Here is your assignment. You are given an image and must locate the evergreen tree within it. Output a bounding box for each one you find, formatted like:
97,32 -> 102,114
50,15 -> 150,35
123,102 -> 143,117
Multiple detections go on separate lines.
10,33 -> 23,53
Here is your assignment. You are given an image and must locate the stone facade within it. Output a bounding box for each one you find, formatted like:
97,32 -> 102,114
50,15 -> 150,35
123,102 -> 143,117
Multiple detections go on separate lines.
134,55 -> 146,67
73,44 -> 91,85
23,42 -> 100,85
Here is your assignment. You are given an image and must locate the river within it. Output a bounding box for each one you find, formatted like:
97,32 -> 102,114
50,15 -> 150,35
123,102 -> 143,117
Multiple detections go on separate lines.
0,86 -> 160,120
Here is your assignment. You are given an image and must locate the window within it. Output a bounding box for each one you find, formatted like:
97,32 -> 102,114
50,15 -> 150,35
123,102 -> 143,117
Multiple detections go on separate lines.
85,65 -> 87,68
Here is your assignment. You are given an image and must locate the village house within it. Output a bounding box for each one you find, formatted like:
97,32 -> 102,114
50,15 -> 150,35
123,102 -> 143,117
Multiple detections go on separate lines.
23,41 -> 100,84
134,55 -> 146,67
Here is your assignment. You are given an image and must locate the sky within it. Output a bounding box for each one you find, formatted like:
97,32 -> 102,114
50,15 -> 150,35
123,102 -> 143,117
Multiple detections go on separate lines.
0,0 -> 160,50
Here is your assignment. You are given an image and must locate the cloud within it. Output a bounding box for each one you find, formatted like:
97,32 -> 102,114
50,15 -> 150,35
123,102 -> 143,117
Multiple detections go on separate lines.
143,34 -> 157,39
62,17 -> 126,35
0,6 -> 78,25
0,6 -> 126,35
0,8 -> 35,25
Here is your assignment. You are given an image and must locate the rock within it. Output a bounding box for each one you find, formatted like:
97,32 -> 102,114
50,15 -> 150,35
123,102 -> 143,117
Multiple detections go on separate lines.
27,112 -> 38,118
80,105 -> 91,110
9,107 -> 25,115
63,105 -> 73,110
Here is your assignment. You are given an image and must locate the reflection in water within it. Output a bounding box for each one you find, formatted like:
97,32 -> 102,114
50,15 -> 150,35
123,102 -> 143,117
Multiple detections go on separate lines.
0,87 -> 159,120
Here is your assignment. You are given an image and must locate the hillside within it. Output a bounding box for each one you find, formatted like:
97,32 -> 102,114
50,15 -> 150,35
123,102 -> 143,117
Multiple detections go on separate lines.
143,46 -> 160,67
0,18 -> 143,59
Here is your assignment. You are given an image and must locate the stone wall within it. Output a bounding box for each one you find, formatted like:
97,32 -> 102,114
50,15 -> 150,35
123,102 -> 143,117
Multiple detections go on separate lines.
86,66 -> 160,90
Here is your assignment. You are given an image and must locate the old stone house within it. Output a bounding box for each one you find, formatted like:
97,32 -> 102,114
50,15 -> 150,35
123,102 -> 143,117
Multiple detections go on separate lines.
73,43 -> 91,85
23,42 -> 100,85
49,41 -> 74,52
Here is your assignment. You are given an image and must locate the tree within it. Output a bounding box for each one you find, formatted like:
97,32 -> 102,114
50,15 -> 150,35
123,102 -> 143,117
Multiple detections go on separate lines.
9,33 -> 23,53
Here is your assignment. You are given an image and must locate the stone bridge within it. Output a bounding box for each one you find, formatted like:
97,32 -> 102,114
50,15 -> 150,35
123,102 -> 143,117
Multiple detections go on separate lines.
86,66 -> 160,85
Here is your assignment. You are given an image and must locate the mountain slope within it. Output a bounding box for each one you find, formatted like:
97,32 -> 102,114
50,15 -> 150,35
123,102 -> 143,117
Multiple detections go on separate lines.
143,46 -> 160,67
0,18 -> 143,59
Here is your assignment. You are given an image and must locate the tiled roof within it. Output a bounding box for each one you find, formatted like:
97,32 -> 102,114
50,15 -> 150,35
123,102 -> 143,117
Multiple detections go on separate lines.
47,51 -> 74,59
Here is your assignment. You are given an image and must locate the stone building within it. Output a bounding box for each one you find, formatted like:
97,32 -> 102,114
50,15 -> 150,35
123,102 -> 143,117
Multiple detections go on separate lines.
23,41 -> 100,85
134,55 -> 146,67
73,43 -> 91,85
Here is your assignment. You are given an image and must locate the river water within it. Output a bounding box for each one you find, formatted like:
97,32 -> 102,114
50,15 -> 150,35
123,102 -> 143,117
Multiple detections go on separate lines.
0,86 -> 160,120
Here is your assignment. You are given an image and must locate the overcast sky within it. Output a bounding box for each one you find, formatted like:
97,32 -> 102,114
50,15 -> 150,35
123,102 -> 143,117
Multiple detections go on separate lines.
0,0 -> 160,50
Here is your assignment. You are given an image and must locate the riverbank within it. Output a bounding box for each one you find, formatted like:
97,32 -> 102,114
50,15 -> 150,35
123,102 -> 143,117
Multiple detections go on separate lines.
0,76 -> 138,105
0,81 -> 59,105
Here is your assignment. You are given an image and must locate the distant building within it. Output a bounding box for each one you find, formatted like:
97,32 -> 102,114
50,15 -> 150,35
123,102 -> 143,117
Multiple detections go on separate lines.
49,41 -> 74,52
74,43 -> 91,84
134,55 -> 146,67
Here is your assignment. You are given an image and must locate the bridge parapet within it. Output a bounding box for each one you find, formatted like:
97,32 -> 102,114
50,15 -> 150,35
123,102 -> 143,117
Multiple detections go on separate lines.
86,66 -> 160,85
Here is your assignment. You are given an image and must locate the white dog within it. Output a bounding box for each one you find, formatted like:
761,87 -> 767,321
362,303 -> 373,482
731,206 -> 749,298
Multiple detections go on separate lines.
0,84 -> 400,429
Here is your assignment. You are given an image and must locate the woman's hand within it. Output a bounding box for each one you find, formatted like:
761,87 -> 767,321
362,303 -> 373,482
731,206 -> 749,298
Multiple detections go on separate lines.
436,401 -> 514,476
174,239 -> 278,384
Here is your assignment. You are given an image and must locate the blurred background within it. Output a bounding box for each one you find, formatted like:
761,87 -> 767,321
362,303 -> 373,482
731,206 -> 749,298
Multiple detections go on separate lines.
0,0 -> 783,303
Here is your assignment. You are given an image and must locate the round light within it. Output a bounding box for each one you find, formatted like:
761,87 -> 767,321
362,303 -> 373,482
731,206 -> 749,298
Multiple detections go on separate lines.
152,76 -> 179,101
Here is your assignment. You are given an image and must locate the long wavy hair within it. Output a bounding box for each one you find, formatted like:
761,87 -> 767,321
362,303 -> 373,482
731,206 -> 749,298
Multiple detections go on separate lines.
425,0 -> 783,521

────────────────

*WHAT TO WORK ON*
Reproduce all of the records above line for line, changing nothing.

*THE ANSWER*
Here is your assignment. You are given an image and must locate the evergreen tree within it. Output a bounding box for each one you find, formatted like:
97,32 -> 102,114
50,15 -> 150,35
123,102 -> 143,117
Multiple detections go on separate lines.
10,33 -> 23,53
Here is your assignment. You are given an image and must locate the stone facade within it. Output a bounding box for each one you find, formatted like:
97,32 -> 102,114
50,15 -> 150,35
123,102 -> 143,117
Multiple detections go on separate lines.
134,55 -> 146,67
73,44 -> 91,85
23,42 -> 100,85
Here is your assignment. You are given an image and must locate the river within it. Output a bounding box for each one you find, formatted like:
97,32 -> 102,114
50,15 -> 150,35
123,102 -> 143,117
Multiple detections go on separate lines.
0,86 -> 160,120
Here is your assignment. You are given an image and must locate the window within it. Output a bounding box for each one you find, formatted like:
97,32 -> 102,114
50,15 -> 150,35
123,102 -> 143,117
Multiple detections go on separate lines.
85,65 -> 87,68
Here is your assignment. You are given an image and must locate the village house within it. Output a bounding box for each one you find, formatted like:
97,32 -> 102,114
50,15 -> 150,35
123,102 -> 143,117
Multiple detections go on separate lines.
23,41 -> 100,84
134,55 -> 146,67
Here is your assignment. You are given an image and must locate the sky within it. Output a bounding box for each one you find, formatted like:
97,32 -> 102,114
50,15 -> 150,35
123,102 -> 143,117
Multiple detections go on separate lines.
0,0 -> 160,50
Here is your assignment. You are given an image and must locate the cloud within it. Output a bounding box for each one you find, formatted like:
97,32 -> 102,114
50,15 -> 150,35
123,102 -> 143,117
Multiple detections go on separate lines.
143,34 -> 157,39
62,17 -> 126,35
0,6 -> 78,25
0,6 -> 126,35
0,8 -> 35,25
Here is your assignment. You are given an image and must locate the rock within it. Output a bounding box for each one you find, formatted like:
97,32 -> 102,114
50,15 -> 150,35
123,102 -> 143,117
Multiple detections go on separate lines.
27,112 -> 38,118
80,105 -> 91,110
9,107 -> 25,115
63,105 -> 73,110
Here is your assignment. You are given an image and must locate the reflection in water within it. Output a bounding box for each one you find, formatted like:
97,32 -> 102,114
50,15 -> 150,35
123,102 -> 143,117
Multiple detections go on separate lines.
0,87 -> 159,120
Here is your assignment. You are given an image and must locate the hillside within it. Output a bounding box for each one you find, formatted like:
97,32 -> 102,114
50,15 -> 150,35
123,102 -> 143,117
Multiple detections go on separate lines.
143,46 -> 160,67
0,18 -> 143,59
Here is your assignment. You are given an image and must locate the stone wall within it. Output a bounding box for each one you find, formatted like:
97,32 -> 102,114
50,15 -> 150,35
123,102 -> 143,117
Multiple detections go on separate lines.
86,66 -> 160,90
Here is your assignment. You are given an image and must locate the old stone house within it. Output a bounding box for each one you find, formatted like:
97,32 -> 102,114
50,15 -> 150,35
123,102 -> 143,117
Multiple detections go on separate lines.
73,43 -> 91,85
23,42 -> 100,85
49,41 -> 74,52
Here is your assignment. You are given an image and must locate the tree within it. Output a bounding box for each one you find, formatted like:
97,32 -> 102,114
50,15 -> 150,35
123,102 -> 143,117
Multiple detections go on separate lines.
9,33 -> 23,53
Here is your assignment. You are given an image and must locate the stone bridge within it. Output a bounding box for each one you find, formatted like:
97,32 -> 102,114
50,15 -> 150,35
123,102 -> 143,117
Multiple detections go on separate lines.
86,66 -> 160,85
Here is your assignment. You are given an image and must locate the mountain slope within it. Output a bounding box for each one you find, formatted like:
97,32 -> 102,114
50,15 -> 150,35
123,102 -> 143,117
Multiple detections go on separate lines.
143,46 -> 160,67
0,18 -> 143,59
Here is your assignment. You are given an image and must locate the tiled roof within it. Output a bounding box for each one you find, formatted like:
97,32 -> 102,114
50,15 -> 150,35
123,102 -> 143,117
Multiple detections go on separate lines.
47,51 -> 74,59
Here is your assignment. You are given an image and must locate the stone building within it. Output a bounding box for each one you find, formatted like:
97,32 -> 102,114
50,15 -> 150,35
123,102 -> 143,117
Multiple detections go on separate lines.
23,41 -> 100,85
134,55 -> 146,67
73,43 -> 91,85
Here is your assignment. You are given an image and must locate the river water within it. Output a bounding box for each one you find, formatted like:
97,32 -> 102,114
50,15 -> 150,35
123,102 -> 143,117
Multiple detections go on separate lines.
0,86 -> 160,120
Here is your assignment. You are given an image and must locate the overcast sky within it. Output a bounding box for each one you find, formatted like:
97,32 -> 102,114
50,15 -> 150,35
123,102 -> 143,117
Multiple detections go on separate lines.
0,0 -> 160,50
Here is your assignment. You are given an image and must locate the riverbank within it. Output a bounding box for each one you find, formatted like:
97,32 -> 102,114
50,15 -> 150,35
123,102 -> 143,117
Multiple detections go on separate lines.
0,76 -> 138,105
0,81 -> 59,105
Here is your assignment. You are given an image and must locate the distant building within it. Output a bounding box for each one you find, formatted like:
97,32 -> 102,114
50,15 -> 150,35
123,102 -> 143,117
Multiple detections go on separate lines.
49,41 -> 74,52
74,43 -> 91,84
134,55 -> 146,67
Here is your assignment. You are given an image and must locate the bridge parapet within it. Output a bounding box for each one you find, formatted like:
97,32 -> 102,114
50,15 -> 150,35
123,102 -> 143,117
Multiple detections go on separate lines.
86,66 -> 160,85
Here is your assignment. You are given an image and must locate the white dog within it. Output a bounding box for each one you find, formatted like:
761,87 -> 767,321
362,303 -> 373,482
731,206 -> 749,298
Multiple detections go on separate lines.
0,84 -> 400,429
Here is your assignment. You are given an image and must locate the woman's hand within it. Output a bounding box for each one you find, formatted like:
761,87 -> 767,321
362,303 -> 373,482
731,206 -> 749,298
Multiple detections go on separate lines.
436,401 -> 514,476
174,239 -> 278,384
Here is your assignment. You are given an image and must locate the blurred background within it. Output a bounding box for each one you find, formatted like:
761,87 -> 767,321
362,303 -> 373,482
731,206 -> 749,298
Multiple detections go on separate lines.
0,0 -> 783,303
Here is your assignment. You are given an image and must locate the round light within it. Output a bounding box for each one you find, formatted like:
761,87 -> 767,321
362,303 -> 373,482
731,206 -> 749,298
Multiple detections go on separate lines.
152,76 -> 179,101
Here is your assignment. You are given an image and must locate the long wavy hair within it. Output a bounding box for each one you find, formatted like:
761,87 -> 767,321
362,303 -> 373,482
731,206 -> 749,298
Multiple detections go on separate lines.
425,0 -> 783,521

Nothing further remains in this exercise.